▶ **Excerpted data**
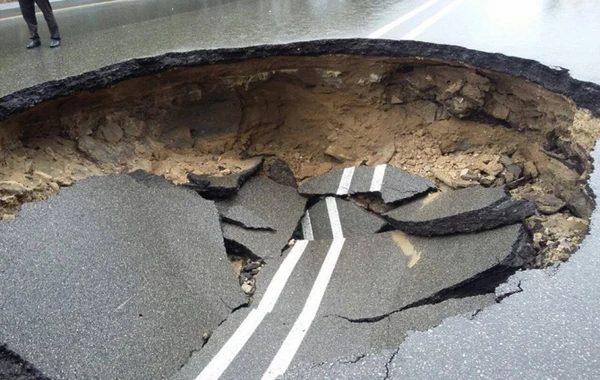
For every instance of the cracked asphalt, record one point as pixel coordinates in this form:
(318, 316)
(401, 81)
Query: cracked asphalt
(546, 330)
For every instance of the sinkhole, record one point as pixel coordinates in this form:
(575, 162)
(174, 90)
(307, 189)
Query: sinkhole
(468, 125)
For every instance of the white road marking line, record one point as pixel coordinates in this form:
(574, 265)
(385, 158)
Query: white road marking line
(292, 342)
(380, 32)
(345, 182)
(430, 21)
(334, 218)
(378, 175)
(307, 230)
(236, 342)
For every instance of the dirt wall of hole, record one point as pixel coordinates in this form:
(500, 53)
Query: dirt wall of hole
(434, 118)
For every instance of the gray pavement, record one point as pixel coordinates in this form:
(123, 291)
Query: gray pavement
(280, 206)
(386, 181)
(562, 33)
(316, 222)
(464, 210)
(112, 275)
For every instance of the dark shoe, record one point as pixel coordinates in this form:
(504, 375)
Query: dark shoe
(33, 44)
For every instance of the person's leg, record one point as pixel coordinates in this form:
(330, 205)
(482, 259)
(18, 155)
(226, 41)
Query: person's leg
(46, 9)
(28, 11)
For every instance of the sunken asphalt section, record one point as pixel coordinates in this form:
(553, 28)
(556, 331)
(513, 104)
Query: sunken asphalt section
(100, 282)
(126, 276)
(584, 94)
(546, 329)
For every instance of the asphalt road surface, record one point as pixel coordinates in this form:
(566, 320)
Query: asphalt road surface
(556, 32)
(546, 331)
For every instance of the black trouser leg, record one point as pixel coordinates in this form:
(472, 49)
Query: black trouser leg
(28, 11)
(46, 9)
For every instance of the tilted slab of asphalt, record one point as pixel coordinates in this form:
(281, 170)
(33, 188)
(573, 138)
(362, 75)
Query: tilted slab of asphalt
(404, 272)
(316, 222)
(254, 358)
(280, 206)
(244, 217)
(465, 210)
(391, 183)
(114, 278)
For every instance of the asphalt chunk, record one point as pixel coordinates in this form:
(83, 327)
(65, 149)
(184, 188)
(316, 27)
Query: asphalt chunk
(392, 184)
(225, 187)
(278, 205)
(316, 223)
(112, 266)
(280, 172)
(331, 338)
(465, 210)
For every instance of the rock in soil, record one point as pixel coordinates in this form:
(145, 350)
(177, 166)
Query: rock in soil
(225, 187)
(546, 203)
(395, 184)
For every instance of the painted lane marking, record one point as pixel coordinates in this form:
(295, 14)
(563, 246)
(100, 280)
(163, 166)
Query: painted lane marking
(430, 21)
(345, 181)
(307, 230)
(236, 342)
(292, 342)
(377, 180)
(380, 32)
(334, 218)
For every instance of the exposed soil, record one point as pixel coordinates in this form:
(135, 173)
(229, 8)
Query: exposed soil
(457, 125)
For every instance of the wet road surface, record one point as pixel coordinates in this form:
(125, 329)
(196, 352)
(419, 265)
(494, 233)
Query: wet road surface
(562, 33)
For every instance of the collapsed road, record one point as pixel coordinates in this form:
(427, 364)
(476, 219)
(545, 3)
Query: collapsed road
(279, 212)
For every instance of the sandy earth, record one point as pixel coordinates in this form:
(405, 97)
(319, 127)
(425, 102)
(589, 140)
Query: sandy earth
(455, 125)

▶ **Do this**
Rewrite all of the data above with every "record" swapped for "mark" and everything else unchanged. Leave the pictures out.

▶ **Expected answer**
For every instance of the cracked asphalt, mark one point as pixel coordinates in this form:
(318, 316)
(401, 81)
Query: cracked asphalt
(546, 330)
For every instance of the sinkhole, mark one point as pixel coordinates in this form:
(575, 162)
(174, 90)
(307, 189)
Query: sinkhole
(468, 125)
For every instance of the white road marking line, mark one point as pixel coordinates in this form:
(574, 265)
(385, 158)
Query: white road marking line
(292, 342)
(380, 32)
(345, 182)
(430, 21)
(334, 218)
(378, 175)
(307, 230)
(236, 342)
For every instance of the dirt wall of hole, mark one point as pixel coordinates in this form:
(500, 53)
Query: dirt wall of hole
(434, 118)
For every instance of the gray pavement, mark one point as pixel coordinates in this form:
(123, 291)
Query: gray pavement
(280, 206)
(386, 181)
(562, 33)
(316, 222)
(464, 210)
(112, 275)
For every instance of the dark shoe, mark one point as pixel coordinates in this form:
(504, 375)
Query: dark shoe
(33, 44)
For every instance of the person's leg, mark one point as pixel coordinates in this form:
(330, 205)
(482, 259)
(18, 155)
(226, 41)
Query: person's leg
(46, 9)
(28, 11)
For every instance of the sunken asphalt section, mark one point as pixel coordinates in this form:
(553, 28)
(556, 331)
(513, 104)
Query: sunken asphalt section
(100, 282)
(126, 276)
(584, 94)
(546, 329)
For every instance of the asphalt road surface, mark one point as pixel coordinates in this form:
(566, 320)
Query: asphalt road surface
(556, 32)
(546, 331)
For every instance of the black trouser leg, mark one point as pixel coordinates in this form:
(472, 49)
Query: black trouser leg
(28, 11)
(46, 9)
For every instance of the tilted slab of asphalt, mark one point as pixel coordinates in this form:
(281, 170)
(33, 188)
(573, 138)
(362, 75)
Query: tilted slab of asphalt
(404, 272)
(316, 222)
(254, 358)
(280, 206)
(244, 217)
(465, 210)
(391, 183)
(114, 278)
For every instance of the asphalt chunk, mark one point as pixel coordinates in this form:
(83, 327)
(65, 149)
(184, 188)
(316, 27)
Query: asphalt chunk
(392, 184)
(225, 187)
(278, 205)
(316, 223)
(112, 266)
(280, 172)
(331, 338)
(465, 210)
For every instance of the rock in soil, mark one point as pixel coordinates in this form:
(145, 350)
(177, 166)
Query: rock in soil
(225, 187)
(546, 203)
(395, 184)
For every instance of the painted lane marking, mark one point as pixel coordinates in this form:
(295, 14)
(563, 246)
(100, 280)
(163, 166)
Query: painted lane marking
(430, 21)
(345, 181)
(307, 230)
(236, 342)
(292, 342)
(377, 180)
(380, 32)
(334, 218)
For every instance of the exposed soil, mark one point as pixel coordinates in this form:
(135, 173)
(229, 8)
Query: exposed soil
(457, 125)
For every instance of the wet road surface, mark one point as pixel coordinates in this form:
(125, 329)
(196, 352)
(419, 265)
(494, 233)
Query: wet road surface
(562, 33)
For every instance of the collapsed road, mark one point as pixel coordinates in this form:
(427, 364)
(476, 219)
(545, 3)
Query: collapsed road
(279, 212)
For every instance of the sandy earth, mark one point as pixel coordinates in this form:
(405, 97)
(319, 127)
(425, 102)
(589, 140)
Query: sandy earth
(455, 125)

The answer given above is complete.